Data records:

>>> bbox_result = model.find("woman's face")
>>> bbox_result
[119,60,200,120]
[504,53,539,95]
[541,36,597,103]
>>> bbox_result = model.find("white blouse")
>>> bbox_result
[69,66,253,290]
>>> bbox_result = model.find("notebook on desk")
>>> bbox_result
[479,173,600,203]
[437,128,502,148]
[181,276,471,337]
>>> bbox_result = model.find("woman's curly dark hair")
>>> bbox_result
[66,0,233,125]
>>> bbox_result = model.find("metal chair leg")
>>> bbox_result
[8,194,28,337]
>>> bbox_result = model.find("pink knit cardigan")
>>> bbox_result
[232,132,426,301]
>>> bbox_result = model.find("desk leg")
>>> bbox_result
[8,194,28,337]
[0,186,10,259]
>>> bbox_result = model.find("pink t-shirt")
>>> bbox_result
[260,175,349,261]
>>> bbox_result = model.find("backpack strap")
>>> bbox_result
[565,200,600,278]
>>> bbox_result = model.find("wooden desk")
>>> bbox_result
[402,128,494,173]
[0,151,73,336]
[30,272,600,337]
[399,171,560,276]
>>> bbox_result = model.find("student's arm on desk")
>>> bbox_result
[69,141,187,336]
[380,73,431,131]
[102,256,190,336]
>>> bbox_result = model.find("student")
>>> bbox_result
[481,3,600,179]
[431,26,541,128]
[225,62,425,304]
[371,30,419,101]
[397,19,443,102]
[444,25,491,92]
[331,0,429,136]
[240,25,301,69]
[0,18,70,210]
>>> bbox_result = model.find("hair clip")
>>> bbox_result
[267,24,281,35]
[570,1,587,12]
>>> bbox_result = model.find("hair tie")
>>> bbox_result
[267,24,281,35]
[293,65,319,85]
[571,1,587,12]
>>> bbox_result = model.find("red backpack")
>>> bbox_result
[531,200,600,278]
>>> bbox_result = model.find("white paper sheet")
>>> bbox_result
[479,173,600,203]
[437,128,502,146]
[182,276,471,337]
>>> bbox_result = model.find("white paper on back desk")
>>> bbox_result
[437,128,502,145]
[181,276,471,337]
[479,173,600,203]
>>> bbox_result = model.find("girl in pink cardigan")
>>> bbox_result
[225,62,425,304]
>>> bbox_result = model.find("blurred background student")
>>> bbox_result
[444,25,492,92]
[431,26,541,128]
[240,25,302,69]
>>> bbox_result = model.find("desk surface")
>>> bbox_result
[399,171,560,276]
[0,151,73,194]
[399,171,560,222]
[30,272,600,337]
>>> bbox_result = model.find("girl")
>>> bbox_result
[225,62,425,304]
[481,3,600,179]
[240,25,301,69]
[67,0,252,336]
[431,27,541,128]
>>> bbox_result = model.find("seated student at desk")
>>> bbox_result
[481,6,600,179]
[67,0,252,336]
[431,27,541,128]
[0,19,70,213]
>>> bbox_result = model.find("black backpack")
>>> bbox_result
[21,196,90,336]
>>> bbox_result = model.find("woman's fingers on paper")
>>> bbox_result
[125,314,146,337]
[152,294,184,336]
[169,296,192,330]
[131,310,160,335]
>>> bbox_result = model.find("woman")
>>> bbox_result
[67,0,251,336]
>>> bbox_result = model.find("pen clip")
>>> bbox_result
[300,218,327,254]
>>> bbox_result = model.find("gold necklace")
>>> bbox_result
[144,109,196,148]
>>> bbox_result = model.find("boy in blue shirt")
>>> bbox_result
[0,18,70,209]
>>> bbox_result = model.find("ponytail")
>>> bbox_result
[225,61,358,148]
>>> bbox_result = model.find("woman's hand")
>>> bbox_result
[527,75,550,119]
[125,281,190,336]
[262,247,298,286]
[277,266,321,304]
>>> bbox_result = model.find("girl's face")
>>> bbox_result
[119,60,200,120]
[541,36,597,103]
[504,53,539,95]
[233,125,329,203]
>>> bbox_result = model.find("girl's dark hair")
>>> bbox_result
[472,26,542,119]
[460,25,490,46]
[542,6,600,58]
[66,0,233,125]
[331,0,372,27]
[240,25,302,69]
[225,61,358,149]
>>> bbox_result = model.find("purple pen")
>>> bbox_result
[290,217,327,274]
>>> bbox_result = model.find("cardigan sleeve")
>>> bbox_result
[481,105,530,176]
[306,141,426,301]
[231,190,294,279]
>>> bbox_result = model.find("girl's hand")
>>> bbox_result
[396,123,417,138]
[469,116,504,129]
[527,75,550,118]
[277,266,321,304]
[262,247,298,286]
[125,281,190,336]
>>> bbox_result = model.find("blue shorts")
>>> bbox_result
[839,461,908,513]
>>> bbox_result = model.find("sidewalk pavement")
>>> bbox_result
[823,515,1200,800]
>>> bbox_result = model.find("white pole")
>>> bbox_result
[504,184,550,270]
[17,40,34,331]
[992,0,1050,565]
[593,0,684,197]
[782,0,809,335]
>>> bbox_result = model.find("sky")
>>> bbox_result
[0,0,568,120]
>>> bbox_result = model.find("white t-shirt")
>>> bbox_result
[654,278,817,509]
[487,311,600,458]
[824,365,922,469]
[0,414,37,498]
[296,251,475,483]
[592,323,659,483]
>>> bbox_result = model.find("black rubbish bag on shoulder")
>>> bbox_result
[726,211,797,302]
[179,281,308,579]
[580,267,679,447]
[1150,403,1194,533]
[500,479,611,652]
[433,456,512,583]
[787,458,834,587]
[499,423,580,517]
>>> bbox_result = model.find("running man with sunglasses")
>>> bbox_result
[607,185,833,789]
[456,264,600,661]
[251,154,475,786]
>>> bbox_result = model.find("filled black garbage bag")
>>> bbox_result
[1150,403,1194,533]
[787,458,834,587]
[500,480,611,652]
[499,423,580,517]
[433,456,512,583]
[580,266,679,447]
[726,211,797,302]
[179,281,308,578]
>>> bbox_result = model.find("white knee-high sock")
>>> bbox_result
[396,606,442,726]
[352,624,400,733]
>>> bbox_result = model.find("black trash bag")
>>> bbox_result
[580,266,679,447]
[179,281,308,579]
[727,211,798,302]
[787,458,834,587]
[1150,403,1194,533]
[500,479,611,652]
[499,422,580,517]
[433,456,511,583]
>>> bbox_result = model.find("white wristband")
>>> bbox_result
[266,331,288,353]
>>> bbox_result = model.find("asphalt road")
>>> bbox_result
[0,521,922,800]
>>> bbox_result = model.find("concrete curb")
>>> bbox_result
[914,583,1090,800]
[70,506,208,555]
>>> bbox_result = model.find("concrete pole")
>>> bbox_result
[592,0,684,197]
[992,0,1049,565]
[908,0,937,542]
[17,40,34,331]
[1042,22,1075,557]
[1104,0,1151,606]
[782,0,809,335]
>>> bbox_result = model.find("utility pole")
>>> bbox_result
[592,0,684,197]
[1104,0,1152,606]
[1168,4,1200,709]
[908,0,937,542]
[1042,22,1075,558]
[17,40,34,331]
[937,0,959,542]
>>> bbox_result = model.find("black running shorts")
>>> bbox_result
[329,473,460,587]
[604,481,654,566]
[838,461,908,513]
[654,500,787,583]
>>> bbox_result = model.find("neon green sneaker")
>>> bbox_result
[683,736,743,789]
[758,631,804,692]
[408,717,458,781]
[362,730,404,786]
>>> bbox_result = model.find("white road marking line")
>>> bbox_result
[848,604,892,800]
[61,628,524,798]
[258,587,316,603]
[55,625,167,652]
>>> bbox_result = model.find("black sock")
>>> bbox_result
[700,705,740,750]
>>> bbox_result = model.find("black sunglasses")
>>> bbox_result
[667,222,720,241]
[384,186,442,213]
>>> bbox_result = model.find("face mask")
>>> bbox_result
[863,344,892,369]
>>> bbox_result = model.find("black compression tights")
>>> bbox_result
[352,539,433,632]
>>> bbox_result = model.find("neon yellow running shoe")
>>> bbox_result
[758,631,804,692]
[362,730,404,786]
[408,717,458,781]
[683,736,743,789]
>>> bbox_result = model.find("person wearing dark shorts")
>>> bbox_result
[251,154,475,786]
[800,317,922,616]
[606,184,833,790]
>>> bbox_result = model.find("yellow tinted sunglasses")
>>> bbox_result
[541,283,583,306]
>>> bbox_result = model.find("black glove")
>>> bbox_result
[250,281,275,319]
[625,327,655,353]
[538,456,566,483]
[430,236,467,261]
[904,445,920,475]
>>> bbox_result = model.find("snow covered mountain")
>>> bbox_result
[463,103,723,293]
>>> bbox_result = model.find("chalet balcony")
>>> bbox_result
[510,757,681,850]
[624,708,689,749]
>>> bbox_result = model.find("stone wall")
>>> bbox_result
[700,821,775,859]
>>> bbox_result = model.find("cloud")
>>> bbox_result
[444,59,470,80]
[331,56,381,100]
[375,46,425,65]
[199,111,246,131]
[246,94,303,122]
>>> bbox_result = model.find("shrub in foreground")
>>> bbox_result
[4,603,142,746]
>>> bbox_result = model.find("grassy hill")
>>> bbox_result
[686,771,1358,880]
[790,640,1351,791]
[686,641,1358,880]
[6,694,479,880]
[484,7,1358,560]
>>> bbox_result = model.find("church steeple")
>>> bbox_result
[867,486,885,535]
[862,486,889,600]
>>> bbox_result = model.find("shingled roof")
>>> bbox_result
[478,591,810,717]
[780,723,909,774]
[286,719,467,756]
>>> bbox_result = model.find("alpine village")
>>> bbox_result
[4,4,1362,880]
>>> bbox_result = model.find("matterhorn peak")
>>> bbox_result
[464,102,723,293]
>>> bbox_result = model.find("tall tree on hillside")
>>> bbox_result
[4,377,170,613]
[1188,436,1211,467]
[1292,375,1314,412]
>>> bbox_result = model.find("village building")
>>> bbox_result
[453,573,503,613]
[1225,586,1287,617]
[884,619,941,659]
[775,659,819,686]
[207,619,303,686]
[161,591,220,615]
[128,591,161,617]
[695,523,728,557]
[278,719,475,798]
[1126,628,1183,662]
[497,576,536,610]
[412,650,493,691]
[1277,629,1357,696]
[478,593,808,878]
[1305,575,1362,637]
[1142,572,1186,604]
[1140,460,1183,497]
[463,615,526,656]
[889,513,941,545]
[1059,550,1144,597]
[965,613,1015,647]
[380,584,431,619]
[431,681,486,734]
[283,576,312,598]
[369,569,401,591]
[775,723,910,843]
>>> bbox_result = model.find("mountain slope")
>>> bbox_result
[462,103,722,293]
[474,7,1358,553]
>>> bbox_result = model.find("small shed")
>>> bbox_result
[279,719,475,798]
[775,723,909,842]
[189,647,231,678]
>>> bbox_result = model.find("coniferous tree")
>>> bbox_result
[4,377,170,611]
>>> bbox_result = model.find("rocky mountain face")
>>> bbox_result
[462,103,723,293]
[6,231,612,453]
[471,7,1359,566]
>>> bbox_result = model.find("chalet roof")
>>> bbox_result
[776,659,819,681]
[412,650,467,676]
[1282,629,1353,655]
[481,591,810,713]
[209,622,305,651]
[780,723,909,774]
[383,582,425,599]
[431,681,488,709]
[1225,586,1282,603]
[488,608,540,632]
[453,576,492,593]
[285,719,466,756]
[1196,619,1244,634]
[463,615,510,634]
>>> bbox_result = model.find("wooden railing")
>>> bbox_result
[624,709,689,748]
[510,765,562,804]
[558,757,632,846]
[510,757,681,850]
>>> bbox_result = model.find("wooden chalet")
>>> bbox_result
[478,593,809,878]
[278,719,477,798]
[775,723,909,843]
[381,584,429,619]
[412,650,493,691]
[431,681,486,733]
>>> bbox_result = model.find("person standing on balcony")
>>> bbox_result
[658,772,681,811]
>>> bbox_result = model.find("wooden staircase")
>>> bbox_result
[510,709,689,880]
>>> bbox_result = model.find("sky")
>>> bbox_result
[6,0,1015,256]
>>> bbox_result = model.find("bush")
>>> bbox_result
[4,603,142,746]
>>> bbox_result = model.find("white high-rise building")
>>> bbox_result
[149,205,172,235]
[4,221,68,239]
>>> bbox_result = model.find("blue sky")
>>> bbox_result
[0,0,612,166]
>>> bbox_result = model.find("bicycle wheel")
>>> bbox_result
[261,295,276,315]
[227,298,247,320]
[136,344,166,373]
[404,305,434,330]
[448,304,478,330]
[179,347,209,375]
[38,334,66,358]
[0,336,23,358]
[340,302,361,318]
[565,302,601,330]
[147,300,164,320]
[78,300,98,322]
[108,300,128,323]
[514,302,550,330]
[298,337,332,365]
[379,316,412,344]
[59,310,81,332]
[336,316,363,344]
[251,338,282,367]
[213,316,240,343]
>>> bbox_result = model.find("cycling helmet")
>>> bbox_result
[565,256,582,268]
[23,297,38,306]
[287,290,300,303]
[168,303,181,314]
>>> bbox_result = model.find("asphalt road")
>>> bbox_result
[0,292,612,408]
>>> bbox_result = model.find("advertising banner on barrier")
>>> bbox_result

### WHAT IS BEING ASKED:
Identify every line in the records above that contains the string "white", matching case exactly, and copy each of those lines.

### WORKED SOLUTION:
>>> bbox_result = model.find("white blouse")
>>> bbox_result = model.find("white paper sheet")
>>> bbox_result = model.find("white paper on back desk")
>>> bbox_result = model.find("white pole")
>>> bbox_result = model.find("white t-shirt")
>>> bbox_result = model.find("white knee-high sock")
>>> bbox_result = model.find("white wristband")
>>> bbox_result = model.find("white road marking line")
>>> bbox_result = model.find("white high-rise building")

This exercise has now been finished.